Records from a collection:
┄┄┄┄┄┄

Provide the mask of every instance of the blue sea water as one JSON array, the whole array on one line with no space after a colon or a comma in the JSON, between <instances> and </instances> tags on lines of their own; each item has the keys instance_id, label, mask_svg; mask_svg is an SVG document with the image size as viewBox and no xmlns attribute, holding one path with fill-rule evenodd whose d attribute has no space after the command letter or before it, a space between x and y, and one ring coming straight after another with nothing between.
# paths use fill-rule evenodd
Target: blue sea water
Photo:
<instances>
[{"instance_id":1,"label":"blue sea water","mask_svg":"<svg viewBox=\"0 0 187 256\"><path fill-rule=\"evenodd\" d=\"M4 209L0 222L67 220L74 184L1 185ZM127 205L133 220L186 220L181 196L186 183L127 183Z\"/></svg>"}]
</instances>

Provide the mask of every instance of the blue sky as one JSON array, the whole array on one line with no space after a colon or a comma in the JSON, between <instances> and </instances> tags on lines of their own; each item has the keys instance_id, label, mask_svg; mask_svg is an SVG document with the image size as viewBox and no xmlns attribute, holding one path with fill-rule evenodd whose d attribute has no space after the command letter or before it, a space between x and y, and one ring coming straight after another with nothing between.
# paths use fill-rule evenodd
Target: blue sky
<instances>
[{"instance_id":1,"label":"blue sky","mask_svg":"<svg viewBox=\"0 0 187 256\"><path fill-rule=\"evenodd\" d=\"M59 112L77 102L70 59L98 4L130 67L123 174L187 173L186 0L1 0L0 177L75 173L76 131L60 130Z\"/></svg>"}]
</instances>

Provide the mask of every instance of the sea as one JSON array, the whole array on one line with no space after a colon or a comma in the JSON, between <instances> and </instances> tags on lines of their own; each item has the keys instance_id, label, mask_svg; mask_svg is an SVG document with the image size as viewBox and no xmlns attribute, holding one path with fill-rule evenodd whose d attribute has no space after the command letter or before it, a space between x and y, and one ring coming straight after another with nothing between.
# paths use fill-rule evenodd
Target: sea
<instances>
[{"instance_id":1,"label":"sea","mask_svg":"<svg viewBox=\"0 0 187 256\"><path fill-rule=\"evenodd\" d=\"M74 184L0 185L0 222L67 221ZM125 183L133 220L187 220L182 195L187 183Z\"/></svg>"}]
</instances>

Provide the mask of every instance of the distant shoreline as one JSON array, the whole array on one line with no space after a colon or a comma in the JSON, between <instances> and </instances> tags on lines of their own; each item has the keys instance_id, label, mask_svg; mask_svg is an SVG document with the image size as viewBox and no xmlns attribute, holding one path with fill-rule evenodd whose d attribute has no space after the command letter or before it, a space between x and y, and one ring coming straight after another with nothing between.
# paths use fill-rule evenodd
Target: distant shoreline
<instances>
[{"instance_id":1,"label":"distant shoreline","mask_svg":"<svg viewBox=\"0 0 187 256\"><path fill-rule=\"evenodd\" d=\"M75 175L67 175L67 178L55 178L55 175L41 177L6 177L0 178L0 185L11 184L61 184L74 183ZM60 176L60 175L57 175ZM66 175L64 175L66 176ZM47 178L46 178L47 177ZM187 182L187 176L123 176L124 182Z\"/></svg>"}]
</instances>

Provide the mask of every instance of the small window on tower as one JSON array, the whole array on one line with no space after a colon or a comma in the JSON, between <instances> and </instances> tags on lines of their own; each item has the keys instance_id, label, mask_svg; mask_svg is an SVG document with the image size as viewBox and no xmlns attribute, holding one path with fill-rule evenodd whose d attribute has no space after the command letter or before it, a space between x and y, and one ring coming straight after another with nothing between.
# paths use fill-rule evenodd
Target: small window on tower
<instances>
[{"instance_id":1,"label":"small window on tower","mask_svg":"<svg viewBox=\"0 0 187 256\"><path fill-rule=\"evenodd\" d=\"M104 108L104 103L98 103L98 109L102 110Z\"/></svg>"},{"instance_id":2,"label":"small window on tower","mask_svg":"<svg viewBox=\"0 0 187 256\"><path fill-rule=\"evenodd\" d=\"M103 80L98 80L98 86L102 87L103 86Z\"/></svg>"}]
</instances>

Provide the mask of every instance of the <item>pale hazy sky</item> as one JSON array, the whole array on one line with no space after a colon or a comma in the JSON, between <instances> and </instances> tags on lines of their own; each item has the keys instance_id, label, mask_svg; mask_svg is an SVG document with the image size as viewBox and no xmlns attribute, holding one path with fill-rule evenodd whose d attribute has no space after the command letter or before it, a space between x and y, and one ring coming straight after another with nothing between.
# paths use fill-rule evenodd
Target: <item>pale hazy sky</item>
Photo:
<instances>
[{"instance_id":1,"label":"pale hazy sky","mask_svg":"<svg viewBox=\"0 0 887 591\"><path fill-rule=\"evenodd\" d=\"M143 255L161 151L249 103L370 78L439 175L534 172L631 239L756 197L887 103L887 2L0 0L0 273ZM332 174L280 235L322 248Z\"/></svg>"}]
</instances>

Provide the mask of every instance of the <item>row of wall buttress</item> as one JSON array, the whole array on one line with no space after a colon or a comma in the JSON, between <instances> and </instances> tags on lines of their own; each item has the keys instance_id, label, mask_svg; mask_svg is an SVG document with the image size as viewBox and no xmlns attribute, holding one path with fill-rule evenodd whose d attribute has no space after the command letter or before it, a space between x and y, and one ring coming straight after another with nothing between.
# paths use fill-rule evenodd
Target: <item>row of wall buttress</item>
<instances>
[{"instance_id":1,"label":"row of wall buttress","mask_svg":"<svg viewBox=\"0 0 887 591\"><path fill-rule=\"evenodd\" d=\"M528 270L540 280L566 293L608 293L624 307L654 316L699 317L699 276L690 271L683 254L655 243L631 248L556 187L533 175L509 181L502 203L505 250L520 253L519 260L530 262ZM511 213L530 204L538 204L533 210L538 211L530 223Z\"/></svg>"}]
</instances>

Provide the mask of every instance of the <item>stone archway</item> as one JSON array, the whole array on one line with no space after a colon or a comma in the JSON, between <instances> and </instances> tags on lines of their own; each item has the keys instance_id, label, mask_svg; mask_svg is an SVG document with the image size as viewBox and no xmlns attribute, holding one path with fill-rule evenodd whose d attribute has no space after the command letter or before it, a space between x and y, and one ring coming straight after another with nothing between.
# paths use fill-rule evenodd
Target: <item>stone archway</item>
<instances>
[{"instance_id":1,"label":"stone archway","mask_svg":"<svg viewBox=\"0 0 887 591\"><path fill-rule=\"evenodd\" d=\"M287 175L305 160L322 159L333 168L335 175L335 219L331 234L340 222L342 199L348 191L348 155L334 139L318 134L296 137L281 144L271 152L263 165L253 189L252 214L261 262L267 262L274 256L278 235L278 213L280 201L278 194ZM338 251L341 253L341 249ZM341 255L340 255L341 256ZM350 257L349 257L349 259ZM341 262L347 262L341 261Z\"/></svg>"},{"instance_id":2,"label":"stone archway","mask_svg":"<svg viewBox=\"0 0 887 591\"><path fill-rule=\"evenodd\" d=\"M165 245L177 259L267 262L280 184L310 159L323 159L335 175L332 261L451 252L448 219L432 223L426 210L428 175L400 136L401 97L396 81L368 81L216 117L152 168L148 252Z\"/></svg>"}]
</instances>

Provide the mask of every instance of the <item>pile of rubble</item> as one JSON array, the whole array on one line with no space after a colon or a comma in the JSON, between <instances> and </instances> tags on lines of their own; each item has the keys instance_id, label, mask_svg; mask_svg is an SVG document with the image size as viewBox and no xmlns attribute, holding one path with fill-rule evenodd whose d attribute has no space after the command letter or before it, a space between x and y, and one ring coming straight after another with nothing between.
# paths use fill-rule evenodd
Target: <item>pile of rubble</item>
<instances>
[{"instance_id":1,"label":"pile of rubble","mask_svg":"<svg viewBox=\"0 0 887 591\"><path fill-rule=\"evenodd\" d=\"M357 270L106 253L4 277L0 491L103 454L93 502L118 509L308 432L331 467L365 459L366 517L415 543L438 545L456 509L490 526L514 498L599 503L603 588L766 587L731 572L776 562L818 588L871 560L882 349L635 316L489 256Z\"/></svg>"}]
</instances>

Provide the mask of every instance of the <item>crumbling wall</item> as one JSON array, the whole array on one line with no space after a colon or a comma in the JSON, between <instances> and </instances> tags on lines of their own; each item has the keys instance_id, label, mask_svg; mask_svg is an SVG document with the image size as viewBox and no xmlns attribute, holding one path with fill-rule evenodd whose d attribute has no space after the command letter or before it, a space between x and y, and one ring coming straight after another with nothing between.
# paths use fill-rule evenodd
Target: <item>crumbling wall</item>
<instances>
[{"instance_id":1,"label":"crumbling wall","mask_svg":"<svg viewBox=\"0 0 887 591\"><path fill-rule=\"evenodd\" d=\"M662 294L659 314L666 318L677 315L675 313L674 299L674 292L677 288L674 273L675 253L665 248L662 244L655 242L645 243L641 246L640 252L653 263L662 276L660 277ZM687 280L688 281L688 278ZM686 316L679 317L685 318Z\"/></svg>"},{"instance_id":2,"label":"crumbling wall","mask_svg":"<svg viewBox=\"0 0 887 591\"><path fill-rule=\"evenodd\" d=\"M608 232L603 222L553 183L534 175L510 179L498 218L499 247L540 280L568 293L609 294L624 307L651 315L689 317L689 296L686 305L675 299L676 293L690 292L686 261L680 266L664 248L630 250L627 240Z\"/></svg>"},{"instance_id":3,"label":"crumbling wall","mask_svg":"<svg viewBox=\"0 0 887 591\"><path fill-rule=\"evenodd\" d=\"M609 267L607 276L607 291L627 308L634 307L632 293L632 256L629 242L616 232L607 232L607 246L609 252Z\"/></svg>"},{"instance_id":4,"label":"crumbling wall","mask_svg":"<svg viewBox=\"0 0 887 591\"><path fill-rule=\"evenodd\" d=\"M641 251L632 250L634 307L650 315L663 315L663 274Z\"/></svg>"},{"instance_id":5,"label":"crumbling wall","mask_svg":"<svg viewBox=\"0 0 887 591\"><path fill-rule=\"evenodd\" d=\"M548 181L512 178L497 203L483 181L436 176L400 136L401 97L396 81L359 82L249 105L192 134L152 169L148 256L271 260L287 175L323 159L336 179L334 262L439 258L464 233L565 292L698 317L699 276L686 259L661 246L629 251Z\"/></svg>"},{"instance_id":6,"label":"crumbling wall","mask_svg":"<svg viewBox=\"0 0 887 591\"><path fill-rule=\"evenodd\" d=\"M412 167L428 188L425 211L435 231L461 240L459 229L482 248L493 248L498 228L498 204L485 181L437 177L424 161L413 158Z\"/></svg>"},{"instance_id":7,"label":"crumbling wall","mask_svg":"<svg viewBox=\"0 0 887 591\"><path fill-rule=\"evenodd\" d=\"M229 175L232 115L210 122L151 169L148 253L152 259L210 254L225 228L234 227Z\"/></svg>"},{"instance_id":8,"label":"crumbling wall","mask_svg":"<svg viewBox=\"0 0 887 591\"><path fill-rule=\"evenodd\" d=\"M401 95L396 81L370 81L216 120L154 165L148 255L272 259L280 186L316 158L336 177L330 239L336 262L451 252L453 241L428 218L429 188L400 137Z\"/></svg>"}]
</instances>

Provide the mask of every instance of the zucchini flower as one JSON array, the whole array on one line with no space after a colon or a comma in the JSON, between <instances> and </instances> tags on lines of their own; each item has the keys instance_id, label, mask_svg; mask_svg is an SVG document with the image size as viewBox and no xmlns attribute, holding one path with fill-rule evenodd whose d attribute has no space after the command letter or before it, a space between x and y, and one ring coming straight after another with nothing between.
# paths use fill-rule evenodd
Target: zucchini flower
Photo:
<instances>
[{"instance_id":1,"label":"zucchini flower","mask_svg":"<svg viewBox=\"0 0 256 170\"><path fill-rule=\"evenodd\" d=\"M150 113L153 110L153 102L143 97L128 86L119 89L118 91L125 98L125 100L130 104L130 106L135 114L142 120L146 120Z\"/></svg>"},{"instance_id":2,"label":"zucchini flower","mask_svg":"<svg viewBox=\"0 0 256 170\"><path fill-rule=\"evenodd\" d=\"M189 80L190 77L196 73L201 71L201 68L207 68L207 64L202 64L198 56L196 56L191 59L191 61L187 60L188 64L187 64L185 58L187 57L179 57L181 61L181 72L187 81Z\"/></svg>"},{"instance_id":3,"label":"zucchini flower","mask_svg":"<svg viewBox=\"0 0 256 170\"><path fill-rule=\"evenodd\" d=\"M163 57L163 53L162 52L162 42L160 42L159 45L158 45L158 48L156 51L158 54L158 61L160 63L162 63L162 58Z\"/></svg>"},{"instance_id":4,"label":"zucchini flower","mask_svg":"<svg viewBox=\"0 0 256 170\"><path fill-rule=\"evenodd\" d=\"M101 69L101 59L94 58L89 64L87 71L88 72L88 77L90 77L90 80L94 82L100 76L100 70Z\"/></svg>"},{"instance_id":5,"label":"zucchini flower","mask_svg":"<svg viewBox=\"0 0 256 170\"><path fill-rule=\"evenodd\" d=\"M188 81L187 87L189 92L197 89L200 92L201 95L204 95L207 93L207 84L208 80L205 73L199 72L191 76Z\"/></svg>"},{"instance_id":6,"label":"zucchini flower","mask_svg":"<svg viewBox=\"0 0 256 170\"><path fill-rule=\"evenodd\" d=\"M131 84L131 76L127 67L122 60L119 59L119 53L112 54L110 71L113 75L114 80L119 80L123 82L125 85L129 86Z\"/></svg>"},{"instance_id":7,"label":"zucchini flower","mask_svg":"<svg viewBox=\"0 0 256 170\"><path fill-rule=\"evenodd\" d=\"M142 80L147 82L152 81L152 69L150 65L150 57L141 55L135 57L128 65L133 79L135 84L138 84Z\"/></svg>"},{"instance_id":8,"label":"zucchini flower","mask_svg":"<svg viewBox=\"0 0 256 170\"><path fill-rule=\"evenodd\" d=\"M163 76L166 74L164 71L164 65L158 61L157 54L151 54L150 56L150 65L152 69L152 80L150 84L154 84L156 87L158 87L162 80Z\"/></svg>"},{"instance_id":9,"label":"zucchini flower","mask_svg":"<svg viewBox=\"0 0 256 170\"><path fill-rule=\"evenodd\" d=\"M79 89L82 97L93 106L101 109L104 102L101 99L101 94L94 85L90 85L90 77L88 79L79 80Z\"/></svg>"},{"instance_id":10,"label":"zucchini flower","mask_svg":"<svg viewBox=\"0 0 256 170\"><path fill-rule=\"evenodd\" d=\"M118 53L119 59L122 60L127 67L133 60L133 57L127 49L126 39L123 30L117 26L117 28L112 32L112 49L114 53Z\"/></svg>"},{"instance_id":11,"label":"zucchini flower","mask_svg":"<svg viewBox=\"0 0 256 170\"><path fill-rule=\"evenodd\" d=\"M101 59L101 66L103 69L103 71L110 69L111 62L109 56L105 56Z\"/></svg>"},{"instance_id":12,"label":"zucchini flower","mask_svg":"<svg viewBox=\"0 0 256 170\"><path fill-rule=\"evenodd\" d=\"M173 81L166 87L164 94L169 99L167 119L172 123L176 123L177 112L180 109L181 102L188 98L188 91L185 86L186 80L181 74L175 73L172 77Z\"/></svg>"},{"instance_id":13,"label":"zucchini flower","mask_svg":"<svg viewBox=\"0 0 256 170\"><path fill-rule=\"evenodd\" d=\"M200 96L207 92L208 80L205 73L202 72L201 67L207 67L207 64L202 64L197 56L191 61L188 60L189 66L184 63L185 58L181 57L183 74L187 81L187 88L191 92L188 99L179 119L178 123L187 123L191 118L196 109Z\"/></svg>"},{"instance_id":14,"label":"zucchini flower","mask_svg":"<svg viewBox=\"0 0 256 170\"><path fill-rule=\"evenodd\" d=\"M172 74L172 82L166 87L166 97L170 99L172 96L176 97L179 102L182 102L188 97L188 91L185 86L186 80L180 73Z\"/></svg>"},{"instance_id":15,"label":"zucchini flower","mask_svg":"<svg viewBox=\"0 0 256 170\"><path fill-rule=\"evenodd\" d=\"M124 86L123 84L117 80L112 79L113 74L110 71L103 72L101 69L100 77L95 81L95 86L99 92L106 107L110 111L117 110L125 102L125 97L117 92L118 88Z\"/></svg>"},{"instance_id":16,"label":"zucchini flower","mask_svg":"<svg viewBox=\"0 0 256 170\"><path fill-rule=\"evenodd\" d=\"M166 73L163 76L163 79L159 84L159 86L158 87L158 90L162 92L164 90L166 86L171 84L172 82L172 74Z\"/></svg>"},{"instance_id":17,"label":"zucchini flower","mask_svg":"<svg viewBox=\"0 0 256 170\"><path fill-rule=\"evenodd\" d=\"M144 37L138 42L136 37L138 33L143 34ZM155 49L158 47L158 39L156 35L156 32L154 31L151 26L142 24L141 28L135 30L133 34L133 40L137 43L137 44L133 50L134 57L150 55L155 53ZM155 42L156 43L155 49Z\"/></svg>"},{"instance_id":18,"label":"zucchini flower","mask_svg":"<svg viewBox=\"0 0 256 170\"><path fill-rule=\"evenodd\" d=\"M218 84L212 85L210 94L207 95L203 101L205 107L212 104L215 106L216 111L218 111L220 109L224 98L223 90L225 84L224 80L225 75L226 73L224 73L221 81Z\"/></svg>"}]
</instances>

┄┄┄┄┄┄

■ The request ■
Gather every line of the data above that contains the word "distant", and copy each one in full.

■ Exercise response ■
Provide the mask of every instance of the distant shoreline as one JSON array, the whole array on one line with no space after a colon or a comma in the JSON, between <instances> and </instances> tags on lines of their own; each item has the keys instance_id, label, mask_svg; mask_svg is an SVG document with the image size as viewBox and no xmlns attribute, holding one path with fill-rule evenodd whose d attribute has no space after the command letter or before it, a space between x and y, and one ring coming straight after another with nothing between.
Target: distant shoreline
[{"instance_id":1,"label":"distant shoreline","mask_svg":"<svg viewBox=\"0 0 187 256\"><path fill-rule=\"evenodd\" d=\"M75 175L67 175L67 178L55 178L55 175L41 177L6 177L0 178L0 185L11 184L61 184L74 183ZM60 176L60 175L57 175ZM66 175L64 175L66 176ZM47 178L46 178L47 177ZM187 182L187 176L123 176L124 182Z\"/></svg>"}]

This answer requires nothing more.